### Your instructions
Word for word, set down the full listing below.

### Source material
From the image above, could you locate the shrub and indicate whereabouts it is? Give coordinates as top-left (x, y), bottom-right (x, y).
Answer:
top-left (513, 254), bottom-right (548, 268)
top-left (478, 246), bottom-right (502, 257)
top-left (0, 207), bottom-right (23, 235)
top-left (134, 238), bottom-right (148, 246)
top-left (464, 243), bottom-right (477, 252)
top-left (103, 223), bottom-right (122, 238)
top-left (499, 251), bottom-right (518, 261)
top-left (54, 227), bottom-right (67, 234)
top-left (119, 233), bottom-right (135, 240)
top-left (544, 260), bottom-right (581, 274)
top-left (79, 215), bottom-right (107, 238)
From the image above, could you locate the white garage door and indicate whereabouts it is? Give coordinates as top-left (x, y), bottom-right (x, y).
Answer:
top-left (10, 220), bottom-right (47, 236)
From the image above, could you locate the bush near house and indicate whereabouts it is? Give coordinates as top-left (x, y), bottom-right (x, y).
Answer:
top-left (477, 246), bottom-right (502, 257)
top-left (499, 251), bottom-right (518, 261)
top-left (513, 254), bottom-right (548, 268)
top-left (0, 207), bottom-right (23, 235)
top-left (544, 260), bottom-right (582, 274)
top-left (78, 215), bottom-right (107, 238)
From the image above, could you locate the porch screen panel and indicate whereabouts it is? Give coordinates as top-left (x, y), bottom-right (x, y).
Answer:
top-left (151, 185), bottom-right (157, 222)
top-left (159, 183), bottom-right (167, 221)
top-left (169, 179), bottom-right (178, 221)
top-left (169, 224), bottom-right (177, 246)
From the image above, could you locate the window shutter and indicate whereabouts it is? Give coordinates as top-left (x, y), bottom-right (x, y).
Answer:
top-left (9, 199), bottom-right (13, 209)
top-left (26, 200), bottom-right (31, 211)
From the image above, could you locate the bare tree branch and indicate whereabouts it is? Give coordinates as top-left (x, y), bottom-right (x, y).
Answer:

### Exercise answer
From the image above, could you locate the shrub and indicate whereabouts it is? Give coordinates as top-left (x, y), bottom-right (x, y).
Answer:
top-left (513, 254), bottom-right (548, 268)
top-left (478, 246), bottom-right (502, 257)
top-left (0, 207), bottom-right (23, 235)
top-left (134, 238), bottom-right (148, 246)
top-left (464, 243), bottom-right (477, 252)
top-left (103, 223), bottom-right (122, 238)
top-left (499, 251), bottom-right (518, 261)
top-left (54, 227), bottom-right (67, 234)
top-left (119, 233), bottom-right (135, 240)
top-left (544, 260), bottom-right (581, 274)
top-left (79, 215), bottom-right (107, 238)
From the image above, could you locate the white garage door and indicate whereabouts it is? Give coordinates as top-left (x, y), bottom-right (x, y).
Answer:
top-left (10, 220), bottom-right (47, 236)
From the image above, could you locate the bush near house and indicate whereabouts it is? Give coordinates as top-left (x, y), bottom-right (x, y).
Answer:
top-left (477, 246), bottom-right (502, 257)
top-left (499, 251), bottom-right (518, 261)
top-left (513, 254), bottom-right (548, 268)
top-left (0, 207), bottom-right (23, 235)
top-left (544, 260), bottom-right (582, 274)
top-left (78, 215), bottom-right (107, 238)
From the image above, could you locate the porch screen panel and indicate whereabouts it is? Give coordinates as top-left (x, y), bottom-right (x, y).
Answer:
top-left (151, 185), bottom-right (157, 222)
top-left (159, 183), bottom-right (167, 221)
top-left (169, 179), bottom-right (178, 221)
top-left (169, 224), bottom-right (177, 246)
From the image above, could you locate the window shutter and indicate whereabouts it is? Give coordinates as top-left (x, y), bottom-right (x, y).
Answer:
top-left (9, 199), bottom-right (13, 209)
top-left (26, 200), bottom-right (31, 211)
From the image above, could you locate the bare tree branch and indicate whereabouts it is? Give coordinates as top-left (x, y), bottom-right (x, y).
Answer:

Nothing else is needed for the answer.